■ **GIVEN PASSAGE**:
-- begin --

In his office, the President did not put the words on paper. It did not occur to him that he should, for he had never had any intention of resigning. For him, the agreement to resign was a ruse, a way of escaping death and leaving the military headquarters.

“The Speaker wants the letter,” Nazim told him. The President hesitated. He went to the window and looked outside. The situation appeared even worse than before. He looked at Nazim. There was a tell-tale bulge in his trousers.

“He has a gun,” Nasheed was convinced. He would later make out its outlines in a picture of Nazim with his back to the camera, taken after the resignation press conference.

“You cannot back out now. You have to go all the way,” Nazim said. The President knew clearly that his life was under threat, that he would not be allowed to live.

He began writing the letter. Twice he broke down. But he knew that if he did not remain composed, if he did not maintain decorum, there would be chaos. He took care composing the letter, including only the bare minimum of what Nazim had dictated. He would only write enough to keep Nazim happy. It was all an act. Theatre. A lie to save his life.

-- end --

■ **ENTRIES SHOWN**:
-- begin --

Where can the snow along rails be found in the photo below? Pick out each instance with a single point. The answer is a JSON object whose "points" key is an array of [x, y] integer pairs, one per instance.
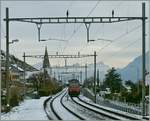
{"points": [[57, 108], [108, 111]]}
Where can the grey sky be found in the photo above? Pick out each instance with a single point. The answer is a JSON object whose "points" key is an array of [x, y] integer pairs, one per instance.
{"points": [[117, 54]]}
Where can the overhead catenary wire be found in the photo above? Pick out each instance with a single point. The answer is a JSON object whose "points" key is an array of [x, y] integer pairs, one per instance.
{"points": [[121, 36]]}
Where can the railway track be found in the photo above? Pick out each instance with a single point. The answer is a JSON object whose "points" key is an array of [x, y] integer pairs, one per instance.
{"points": [[95, 111], [50, 102], [113, 114], [81, 118]]}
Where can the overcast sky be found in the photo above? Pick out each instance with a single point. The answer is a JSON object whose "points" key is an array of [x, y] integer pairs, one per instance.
{"points": [[126, 38]]}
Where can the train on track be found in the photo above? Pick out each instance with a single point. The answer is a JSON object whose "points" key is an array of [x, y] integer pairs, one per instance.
{"points": [[74, 87]]}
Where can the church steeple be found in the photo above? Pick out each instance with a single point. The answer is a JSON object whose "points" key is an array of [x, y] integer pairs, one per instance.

-- end --

■ **SET EXERCISE A**:
Edit the resignation passage by rewriting everything from "In his office, the" down to "in his trousers.", replacing "President" with "leader".
■ **SET EXERCISE B**:
In the resignation passage, how many times did the President break down while writing the letter?
■ **SET EXERCISE C**:
Finish out the next part of the account of the President's resignation letter, picking up after its final sentence.

■ **WRITTEN ANSWER A**:
In his office, the leader did not put the words on paper. It did not occur to him that he should, for he had never had any intention of resigning. For him, the agreement to resign was a ruse, a way of escaping death and leaving the military headquarters.

“The Speaker wants the letter,” Nazim told him. The leader hesitated. He went to the window and looked outside. The situation appeared even worse than before. He looked at Nazim. There was a tell-tale bulge in his trousers.

■ **WRITTEN ANSWER B**:
Twice.

■ **WRITTEN ANSWER C**:
“The biggest rogue letter was written by me,” Nasheed would say later. He was baffled when Speaker Shahid accepted the letter, it followed none of the required official documentation processes. Nasheed wrote the letter himself. There were no reference numbers, its only nod to officialdom was the emblem on the presidential notepad he used.

Shahid is the type of person who takes pride in receiving letters. Normally, he would have telephoned Nasheed on receipt of the letter. On this day, he was silent. There was no contact. Official documentation rules require proof receipt. No such record exists for President Nasheed’s resignation letter.

Before the press conference, Nazim dictated to him what he should say in his resignation speech.

“Tell the people to keep calm and remain at home. Tell them no one should come out on the streets. Ask Moosa and Mariya to remain silent. Tell other party members not to say anything. Don’t say anything about me. You must say nothing about duress. Say that you are doing it of your own accord. Of your own free will,” Nazim dictated to Nasheed.

As with the letter, Nasheed did not say what Nazim wanted. Instead, he took Nazim’s ideas and polished them up and said the bare minimum needed to save his life and country. He did not state that he was resigning of his own free will. He did not include any instructions for Moosa Manik, Mariya Didi or anyone else to stay at home.

For Nasheed resigning was not the best option. It was the only option.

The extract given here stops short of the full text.